== TEKS YANG DIKAJI
Perspektif teologis dan filsafat ini menciptakan iklim yang mendukung diskusi kritis atau “berat” dalam ruang-ruang keseharian anak muda di sana. Anak-anak muda dilatih untuk mengartikulasikan pemikirannya di hadapan publik, mengingat Ledalero didesain sebagai sekolah untuk calon imam.
Sebagai contoh, salah satu peserta muda SDK: Memory Studies memiliki keberanian dan keasertifan untuk berterus terang akan kesulitan yang dialaminya untuk memahami materi di hadapan semua orang di forum. Ia berkata (secara parafrase) bahwa meskipun bobot diskusi begitu berat“ namun ini menantang saya untuk menelaah lebih jauh mengenai materi ini”. Peristiwa ini menjadi temuan menarik, karena ia tidak memilih diam hingga sesi berakhir atau tidak menyimpan refleksinya untuk diutarakan secara informal di luar waktu sesi tersebut.
====
== INFORMASI YANG DIBERIKAN
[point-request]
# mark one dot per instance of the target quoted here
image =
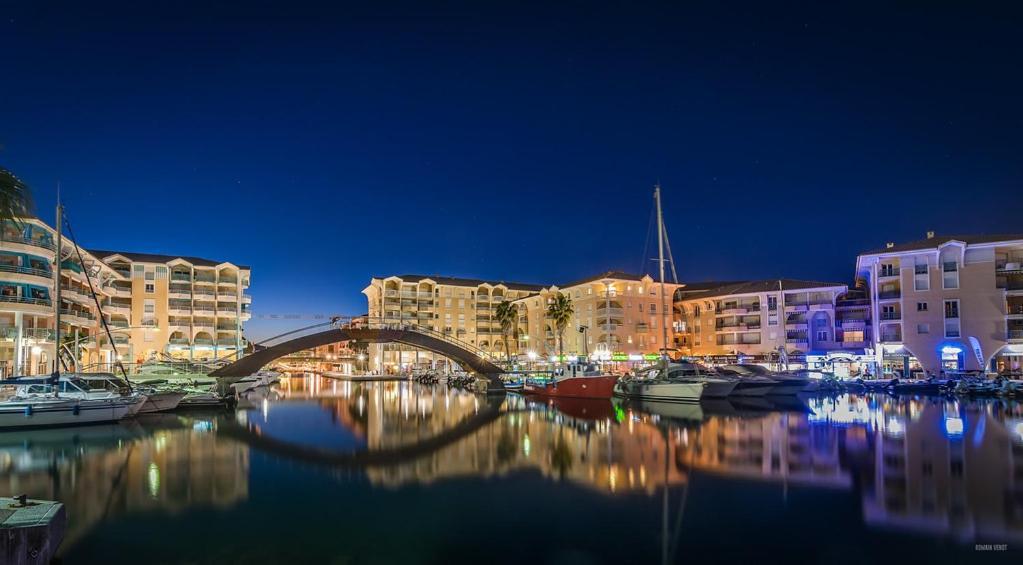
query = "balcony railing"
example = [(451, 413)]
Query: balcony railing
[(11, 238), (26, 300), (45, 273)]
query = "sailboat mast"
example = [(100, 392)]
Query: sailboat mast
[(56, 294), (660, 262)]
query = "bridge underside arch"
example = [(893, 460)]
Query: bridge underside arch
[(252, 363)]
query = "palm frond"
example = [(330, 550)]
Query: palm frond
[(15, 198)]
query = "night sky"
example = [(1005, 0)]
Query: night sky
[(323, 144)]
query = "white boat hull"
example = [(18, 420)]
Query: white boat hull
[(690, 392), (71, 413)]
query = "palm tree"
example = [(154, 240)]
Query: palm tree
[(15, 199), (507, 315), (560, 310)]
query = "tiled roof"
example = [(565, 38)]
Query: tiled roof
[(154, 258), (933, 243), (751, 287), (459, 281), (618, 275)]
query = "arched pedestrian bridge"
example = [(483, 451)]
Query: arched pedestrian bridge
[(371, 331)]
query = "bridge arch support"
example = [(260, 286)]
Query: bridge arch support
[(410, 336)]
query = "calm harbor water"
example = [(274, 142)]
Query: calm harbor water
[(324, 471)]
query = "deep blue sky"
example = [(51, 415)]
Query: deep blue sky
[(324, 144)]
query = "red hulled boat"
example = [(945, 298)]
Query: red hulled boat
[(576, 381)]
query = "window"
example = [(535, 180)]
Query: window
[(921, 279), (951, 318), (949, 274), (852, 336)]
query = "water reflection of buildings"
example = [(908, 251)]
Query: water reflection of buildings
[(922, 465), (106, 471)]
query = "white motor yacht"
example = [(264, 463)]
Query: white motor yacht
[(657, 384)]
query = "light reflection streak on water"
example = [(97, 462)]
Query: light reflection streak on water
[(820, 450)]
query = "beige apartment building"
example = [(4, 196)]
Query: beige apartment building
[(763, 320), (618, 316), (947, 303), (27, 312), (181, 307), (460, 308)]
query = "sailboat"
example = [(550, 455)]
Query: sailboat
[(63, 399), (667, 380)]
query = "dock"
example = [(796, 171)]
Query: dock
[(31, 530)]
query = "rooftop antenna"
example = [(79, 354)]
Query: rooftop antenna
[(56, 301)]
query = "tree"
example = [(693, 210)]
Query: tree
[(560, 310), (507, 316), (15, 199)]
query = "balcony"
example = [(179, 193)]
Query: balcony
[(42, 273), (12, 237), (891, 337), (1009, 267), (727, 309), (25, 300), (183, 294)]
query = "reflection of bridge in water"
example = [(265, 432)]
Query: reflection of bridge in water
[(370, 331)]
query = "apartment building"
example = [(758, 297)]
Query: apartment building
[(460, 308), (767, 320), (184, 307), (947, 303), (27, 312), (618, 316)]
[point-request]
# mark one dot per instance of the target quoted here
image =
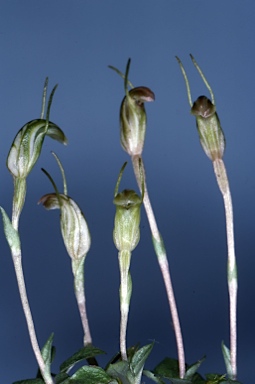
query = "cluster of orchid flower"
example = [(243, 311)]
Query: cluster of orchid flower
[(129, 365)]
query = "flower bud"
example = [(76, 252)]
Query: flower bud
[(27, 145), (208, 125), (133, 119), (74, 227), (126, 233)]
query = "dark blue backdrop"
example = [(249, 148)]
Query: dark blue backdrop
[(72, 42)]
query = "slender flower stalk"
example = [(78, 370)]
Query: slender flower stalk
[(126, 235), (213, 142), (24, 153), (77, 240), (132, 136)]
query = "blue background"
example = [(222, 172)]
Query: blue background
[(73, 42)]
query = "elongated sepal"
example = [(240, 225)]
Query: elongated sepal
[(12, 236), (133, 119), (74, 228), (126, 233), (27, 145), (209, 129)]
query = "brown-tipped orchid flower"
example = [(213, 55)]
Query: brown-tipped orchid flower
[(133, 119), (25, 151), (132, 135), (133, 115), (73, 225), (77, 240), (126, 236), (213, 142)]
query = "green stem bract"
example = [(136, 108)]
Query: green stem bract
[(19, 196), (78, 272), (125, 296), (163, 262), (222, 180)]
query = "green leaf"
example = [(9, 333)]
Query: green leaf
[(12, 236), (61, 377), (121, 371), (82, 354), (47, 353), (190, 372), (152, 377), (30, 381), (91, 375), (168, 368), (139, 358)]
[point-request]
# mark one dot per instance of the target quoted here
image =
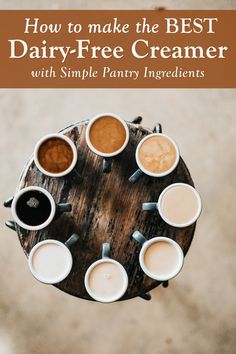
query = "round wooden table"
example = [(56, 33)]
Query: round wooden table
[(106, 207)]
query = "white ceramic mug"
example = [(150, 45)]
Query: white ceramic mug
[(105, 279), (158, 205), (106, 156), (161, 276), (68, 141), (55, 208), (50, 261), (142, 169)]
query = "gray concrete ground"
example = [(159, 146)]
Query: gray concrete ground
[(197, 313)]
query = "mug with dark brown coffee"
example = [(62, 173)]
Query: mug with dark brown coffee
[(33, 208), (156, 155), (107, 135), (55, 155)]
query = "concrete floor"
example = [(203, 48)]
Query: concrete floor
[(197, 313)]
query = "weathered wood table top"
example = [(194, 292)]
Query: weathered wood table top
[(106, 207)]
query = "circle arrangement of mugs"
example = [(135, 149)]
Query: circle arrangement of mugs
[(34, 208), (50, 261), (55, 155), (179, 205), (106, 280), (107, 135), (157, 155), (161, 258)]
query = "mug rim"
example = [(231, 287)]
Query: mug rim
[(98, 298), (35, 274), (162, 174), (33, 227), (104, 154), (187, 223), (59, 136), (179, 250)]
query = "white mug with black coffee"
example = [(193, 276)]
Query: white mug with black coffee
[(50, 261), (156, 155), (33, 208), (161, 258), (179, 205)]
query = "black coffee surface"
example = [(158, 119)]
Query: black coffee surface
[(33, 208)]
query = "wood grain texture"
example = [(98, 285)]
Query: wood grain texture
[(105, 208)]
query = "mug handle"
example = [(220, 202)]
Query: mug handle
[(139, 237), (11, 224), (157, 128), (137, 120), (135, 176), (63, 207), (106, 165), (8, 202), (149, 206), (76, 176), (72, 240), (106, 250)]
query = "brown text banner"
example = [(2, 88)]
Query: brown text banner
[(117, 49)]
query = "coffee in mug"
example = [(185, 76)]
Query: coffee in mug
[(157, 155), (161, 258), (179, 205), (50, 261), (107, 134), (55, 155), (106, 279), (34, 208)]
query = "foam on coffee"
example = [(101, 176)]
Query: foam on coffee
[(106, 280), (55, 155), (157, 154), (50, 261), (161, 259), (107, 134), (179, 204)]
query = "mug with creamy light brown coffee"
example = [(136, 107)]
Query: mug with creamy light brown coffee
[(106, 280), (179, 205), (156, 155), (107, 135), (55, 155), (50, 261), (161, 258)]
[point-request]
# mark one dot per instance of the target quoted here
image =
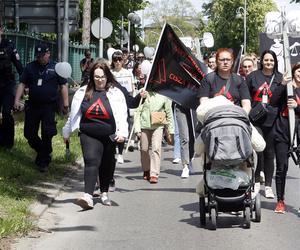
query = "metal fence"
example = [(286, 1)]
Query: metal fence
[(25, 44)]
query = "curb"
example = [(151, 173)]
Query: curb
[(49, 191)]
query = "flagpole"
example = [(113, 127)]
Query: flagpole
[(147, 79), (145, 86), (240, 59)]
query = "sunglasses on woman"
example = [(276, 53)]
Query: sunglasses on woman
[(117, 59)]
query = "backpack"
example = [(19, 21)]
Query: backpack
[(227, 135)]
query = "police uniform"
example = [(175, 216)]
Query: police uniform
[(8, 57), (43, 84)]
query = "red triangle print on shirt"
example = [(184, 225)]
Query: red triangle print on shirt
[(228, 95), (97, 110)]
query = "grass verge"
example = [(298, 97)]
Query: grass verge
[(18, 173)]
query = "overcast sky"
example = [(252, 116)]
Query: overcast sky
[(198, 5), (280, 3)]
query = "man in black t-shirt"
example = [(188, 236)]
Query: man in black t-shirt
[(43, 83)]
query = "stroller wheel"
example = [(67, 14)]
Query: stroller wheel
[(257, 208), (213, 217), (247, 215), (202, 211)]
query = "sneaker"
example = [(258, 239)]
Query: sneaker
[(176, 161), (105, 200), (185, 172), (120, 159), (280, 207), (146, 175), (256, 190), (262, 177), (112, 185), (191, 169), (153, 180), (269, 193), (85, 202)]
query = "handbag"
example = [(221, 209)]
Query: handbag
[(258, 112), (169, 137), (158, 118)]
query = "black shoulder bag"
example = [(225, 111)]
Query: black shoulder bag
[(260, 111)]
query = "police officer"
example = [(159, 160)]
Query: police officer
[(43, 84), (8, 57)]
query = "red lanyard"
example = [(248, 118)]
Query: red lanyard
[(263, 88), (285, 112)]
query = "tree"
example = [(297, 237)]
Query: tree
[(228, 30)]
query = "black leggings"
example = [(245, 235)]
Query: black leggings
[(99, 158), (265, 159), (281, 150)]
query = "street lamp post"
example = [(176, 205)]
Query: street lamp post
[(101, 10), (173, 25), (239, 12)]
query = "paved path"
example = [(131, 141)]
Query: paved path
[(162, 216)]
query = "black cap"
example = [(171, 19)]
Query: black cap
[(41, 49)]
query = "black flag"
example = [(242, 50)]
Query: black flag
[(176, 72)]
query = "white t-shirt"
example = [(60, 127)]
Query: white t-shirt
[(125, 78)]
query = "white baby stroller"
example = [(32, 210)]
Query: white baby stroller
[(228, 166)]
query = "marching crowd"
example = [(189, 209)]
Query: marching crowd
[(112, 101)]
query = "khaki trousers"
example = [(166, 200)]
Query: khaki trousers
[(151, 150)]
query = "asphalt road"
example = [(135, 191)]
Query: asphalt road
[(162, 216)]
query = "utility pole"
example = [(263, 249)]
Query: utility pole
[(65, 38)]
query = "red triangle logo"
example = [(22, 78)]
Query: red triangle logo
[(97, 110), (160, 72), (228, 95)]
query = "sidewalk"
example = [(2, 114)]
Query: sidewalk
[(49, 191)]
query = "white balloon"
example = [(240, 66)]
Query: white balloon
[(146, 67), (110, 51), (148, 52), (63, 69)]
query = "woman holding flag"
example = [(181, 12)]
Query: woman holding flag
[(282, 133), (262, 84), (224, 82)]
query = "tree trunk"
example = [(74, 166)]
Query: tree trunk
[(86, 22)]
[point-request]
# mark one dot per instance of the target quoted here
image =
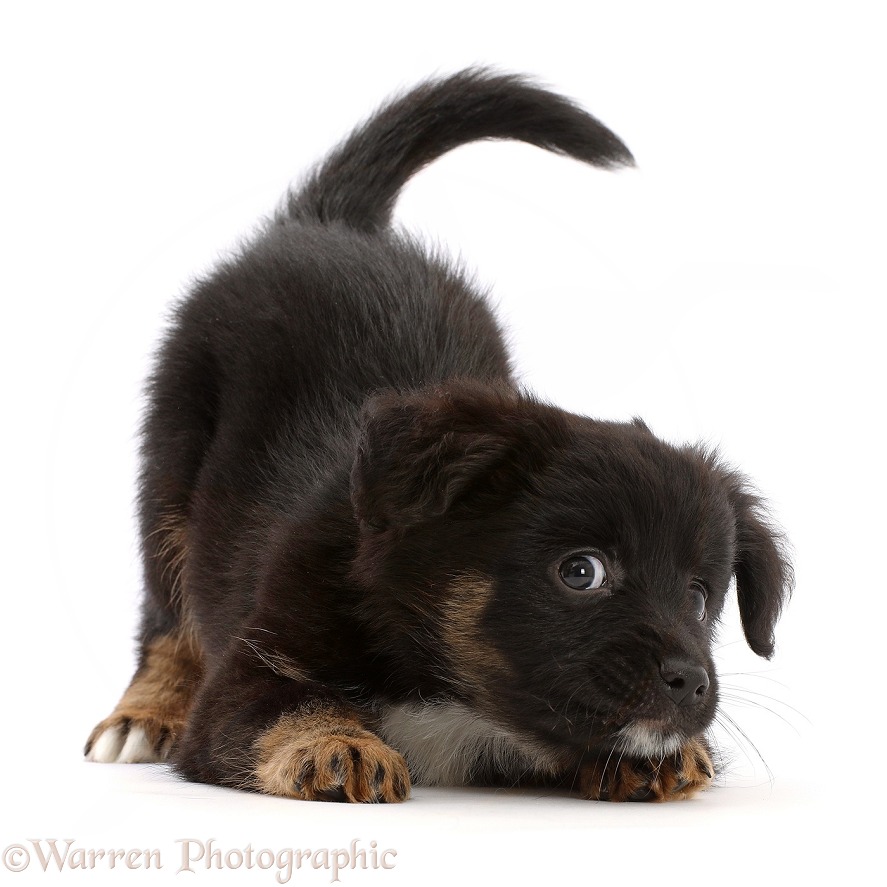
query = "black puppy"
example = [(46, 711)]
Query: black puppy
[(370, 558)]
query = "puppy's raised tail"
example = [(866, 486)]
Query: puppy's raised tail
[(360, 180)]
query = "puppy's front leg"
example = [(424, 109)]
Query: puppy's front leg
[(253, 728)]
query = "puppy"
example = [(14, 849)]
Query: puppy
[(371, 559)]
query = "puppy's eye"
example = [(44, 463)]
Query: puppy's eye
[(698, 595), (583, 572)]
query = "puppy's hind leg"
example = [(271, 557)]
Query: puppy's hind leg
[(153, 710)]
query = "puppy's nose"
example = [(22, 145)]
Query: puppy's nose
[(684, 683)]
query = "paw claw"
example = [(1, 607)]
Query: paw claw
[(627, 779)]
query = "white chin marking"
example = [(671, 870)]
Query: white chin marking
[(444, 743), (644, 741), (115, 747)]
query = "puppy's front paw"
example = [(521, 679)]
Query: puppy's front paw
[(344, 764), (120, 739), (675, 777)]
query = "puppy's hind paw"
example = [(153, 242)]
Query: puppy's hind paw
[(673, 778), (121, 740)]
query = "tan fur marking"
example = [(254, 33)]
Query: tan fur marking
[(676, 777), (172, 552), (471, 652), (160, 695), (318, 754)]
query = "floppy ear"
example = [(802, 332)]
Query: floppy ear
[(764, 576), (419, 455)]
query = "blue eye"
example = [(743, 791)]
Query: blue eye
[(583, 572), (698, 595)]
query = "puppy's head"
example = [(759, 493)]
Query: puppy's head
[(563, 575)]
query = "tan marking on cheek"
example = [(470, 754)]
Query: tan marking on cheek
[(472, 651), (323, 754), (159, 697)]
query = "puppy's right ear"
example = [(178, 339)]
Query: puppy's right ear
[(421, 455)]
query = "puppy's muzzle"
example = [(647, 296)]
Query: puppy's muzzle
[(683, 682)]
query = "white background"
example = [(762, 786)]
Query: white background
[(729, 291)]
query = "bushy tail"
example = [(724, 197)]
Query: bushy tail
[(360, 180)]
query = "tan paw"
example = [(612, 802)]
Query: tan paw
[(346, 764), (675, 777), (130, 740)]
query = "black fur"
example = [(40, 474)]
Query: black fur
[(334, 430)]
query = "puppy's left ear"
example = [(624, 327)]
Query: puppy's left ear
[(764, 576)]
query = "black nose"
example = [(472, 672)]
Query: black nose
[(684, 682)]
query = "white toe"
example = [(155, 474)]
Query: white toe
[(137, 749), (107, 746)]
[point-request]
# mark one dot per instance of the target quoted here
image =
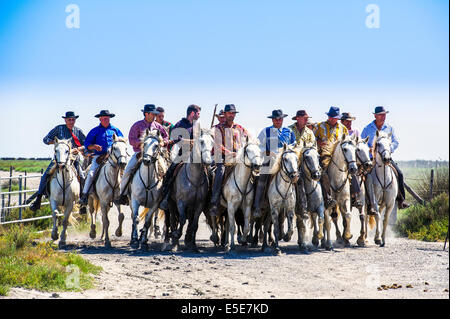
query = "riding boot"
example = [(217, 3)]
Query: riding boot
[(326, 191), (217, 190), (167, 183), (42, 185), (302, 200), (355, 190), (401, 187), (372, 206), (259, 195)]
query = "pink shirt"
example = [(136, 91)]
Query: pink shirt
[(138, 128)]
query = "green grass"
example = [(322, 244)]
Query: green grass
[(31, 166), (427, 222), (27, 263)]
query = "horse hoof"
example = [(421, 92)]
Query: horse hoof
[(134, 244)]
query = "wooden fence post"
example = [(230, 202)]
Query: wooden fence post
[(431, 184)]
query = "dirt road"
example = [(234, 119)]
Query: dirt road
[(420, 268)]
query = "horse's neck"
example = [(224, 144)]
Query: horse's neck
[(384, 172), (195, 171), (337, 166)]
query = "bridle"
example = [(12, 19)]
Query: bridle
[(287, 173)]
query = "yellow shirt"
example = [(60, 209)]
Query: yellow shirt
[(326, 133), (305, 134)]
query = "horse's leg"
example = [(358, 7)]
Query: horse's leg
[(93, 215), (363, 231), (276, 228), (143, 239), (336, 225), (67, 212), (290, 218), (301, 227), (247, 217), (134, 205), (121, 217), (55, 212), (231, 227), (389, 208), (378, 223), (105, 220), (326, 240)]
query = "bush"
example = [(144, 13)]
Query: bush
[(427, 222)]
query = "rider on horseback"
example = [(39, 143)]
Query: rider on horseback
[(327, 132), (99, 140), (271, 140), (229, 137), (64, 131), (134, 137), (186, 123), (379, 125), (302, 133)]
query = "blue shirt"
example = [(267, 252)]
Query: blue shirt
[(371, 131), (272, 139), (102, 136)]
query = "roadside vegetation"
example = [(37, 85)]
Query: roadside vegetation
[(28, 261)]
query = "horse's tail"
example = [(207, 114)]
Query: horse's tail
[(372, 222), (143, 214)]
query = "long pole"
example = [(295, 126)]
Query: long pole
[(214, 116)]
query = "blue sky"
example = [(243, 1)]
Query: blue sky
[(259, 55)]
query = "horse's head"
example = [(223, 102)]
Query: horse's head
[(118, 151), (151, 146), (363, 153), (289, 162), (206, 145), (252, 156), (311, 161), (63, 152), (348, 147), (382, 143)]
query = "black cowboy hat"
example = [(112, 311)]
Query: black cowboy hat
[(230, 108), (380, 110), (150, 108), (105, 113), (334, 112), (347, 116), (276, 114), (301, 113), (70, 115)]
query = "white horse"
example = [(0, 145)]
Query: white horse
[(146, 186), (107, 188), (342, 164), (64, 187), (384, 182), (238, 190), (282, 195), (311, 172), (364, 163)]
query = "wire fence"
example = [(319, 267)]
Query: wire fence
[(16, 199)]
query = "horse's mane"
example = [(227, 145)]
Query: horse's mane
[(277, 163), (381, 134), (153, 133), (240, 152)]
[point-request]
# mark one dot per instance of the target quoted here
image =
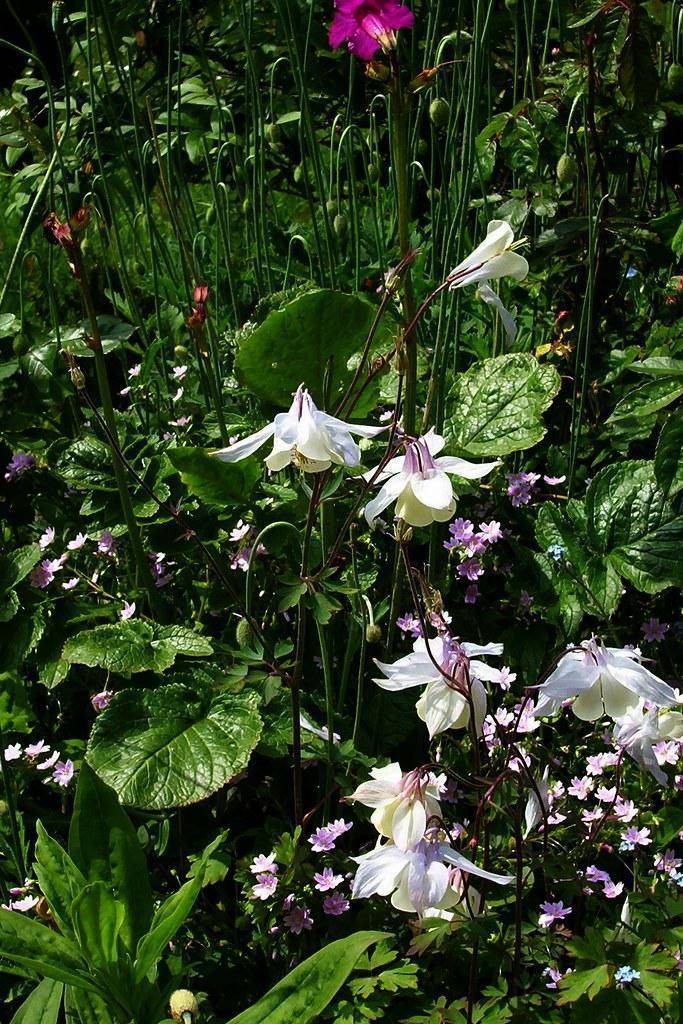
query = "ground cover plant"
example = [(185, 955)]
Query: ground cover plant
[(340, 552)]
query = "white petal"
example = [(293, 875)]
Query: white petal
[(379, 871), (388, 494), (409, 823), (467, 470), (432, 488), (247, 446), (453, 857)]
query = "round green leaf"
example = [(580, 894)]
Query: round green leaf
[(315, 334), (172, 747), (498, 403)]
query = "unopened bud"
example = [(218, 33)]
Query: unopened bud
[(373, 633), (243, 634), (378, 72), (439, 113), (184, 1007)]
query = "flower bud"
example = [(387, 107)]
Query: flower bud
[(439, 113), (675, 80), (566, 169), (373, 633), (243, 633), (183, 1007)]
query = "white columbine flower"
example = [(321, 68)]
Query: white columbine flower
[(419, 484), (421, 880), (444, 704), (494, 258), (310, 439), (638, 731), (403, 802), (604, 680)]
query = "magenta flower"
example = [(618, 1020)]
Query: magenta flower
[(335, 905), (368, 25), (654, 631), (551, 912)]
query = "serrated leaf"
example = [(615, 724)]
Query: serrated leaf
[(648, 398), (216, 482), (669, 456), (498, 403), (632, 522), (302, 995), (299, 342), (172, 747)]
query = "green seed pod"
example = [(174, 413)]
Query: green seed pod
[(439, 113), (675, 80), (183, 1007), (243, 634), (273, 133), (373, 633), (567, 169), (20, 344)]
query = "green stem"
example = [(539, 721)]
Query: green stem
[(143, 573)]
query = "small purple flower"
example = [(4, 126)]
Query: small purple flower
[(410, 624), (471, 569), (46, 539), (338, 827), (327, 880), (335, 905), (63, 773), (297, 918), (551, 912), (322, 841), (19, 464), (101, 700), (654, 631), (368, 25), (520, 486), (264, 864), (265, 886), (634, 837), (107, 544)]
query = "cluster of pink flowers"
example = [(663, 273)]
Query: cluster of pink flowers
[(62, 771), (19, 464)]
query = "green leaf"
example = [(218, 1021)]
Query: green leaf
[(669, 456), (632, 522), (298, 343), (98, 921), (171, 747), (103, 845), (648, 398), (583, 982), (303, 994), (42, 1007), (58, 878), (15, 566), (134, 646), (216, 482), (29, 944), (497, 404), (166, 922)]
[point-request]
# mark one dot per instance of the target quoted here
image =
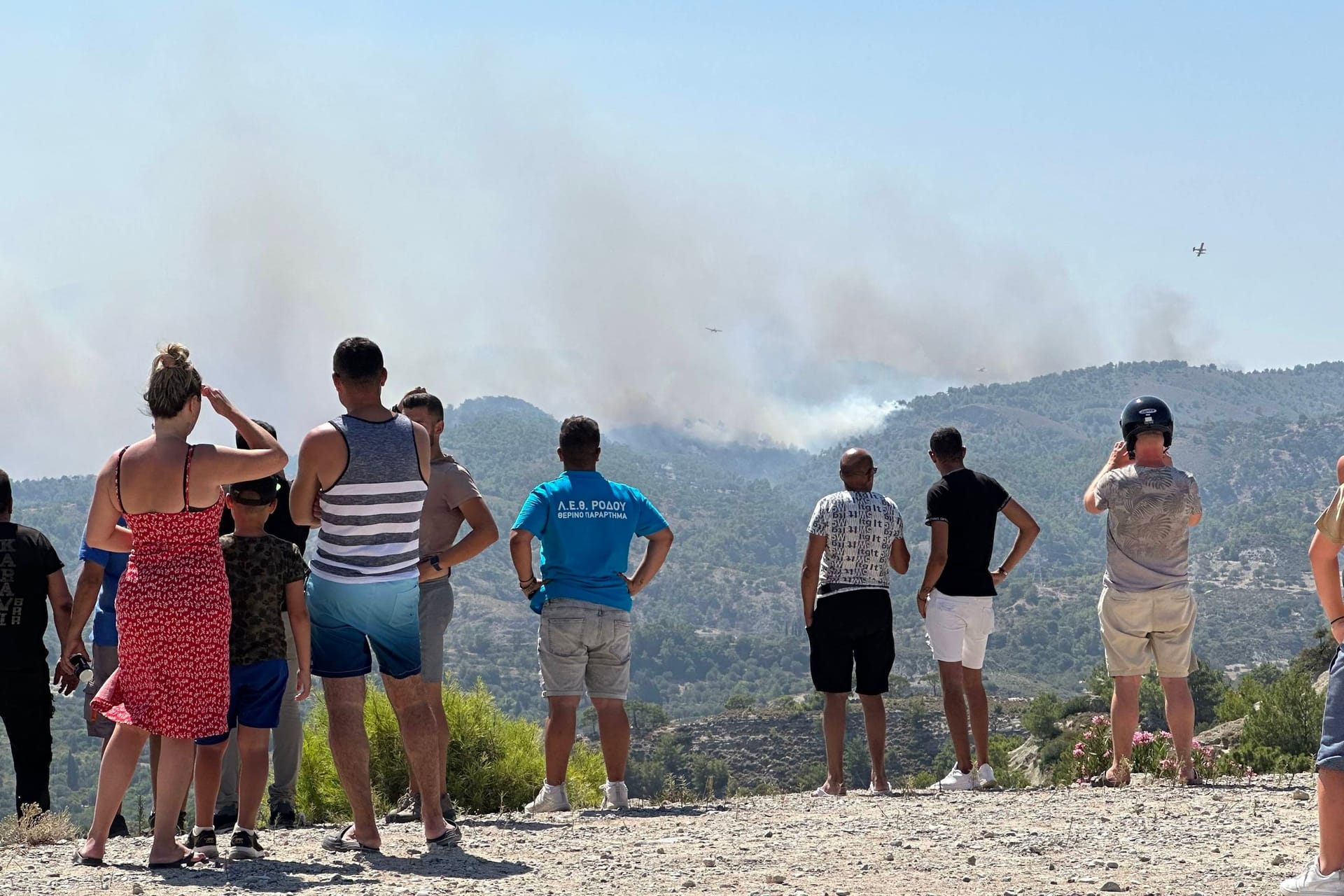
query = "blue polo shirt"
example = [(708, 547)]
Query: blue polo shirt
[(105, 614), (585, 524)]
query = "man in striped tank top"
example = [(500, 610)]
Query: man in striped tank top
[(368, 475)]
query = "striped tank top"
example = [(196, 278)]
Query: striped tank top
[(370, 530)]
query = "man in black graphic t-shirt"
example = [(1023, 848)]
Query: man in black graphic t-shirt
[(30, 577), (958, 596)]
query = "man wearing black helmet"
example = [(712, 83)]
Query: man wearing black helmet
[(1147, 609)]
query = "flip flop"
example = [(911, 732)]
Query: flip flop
====
Lanjutkan teks tentang diskusi kritis anak muda di Ledalero dari titik terakhirnya.

Di sisi lain, Soemantri Gelar, tim riset Ekstrakurikulab, menyoroti bahwa di Maumere tidak ada kultur “uang duduk” yang terkadang dibentuk oleh Lembaga Swadaya Masyarakat atau pemerintahan di wilayah-wilayah lain. Kultur ini membentuk ekspektasi publik bahwa menghadiri acara di tingkat komunitas berarti akan diberikan uang saku. Di Maumere, terutama di KAHE, masih ada animo publik untuk mengikuti kelas-kelas dengan tujuan ini belajar dan berjejaring.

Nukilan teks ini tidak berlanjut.